Dataset excerpt
·····

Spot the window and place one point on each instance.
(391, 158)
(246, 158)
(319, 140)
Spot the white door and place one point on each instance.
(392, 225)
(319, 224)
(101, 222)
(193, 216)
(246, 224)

·····

_What the task asks_. Convert the data above into a Markdown table with two columns, Row and Line, numbering each line in sequence and omitting any blank lines.

_Result below_.
| Row | Line |
|---|---|
| 1 | Spot the window and place one point on each instance. |
| 2 | (391, 158) |
| 3 | (246, 158) |
| 4 | (319, 140) |
| 5 | Spot the white door and place one point on each instance. |
| 6 | (392, 225) |
| 7 | (319, 224) |
| 8 | (101, 222) |
| 9 | (193, 216) |
| 10 | (246, 224) |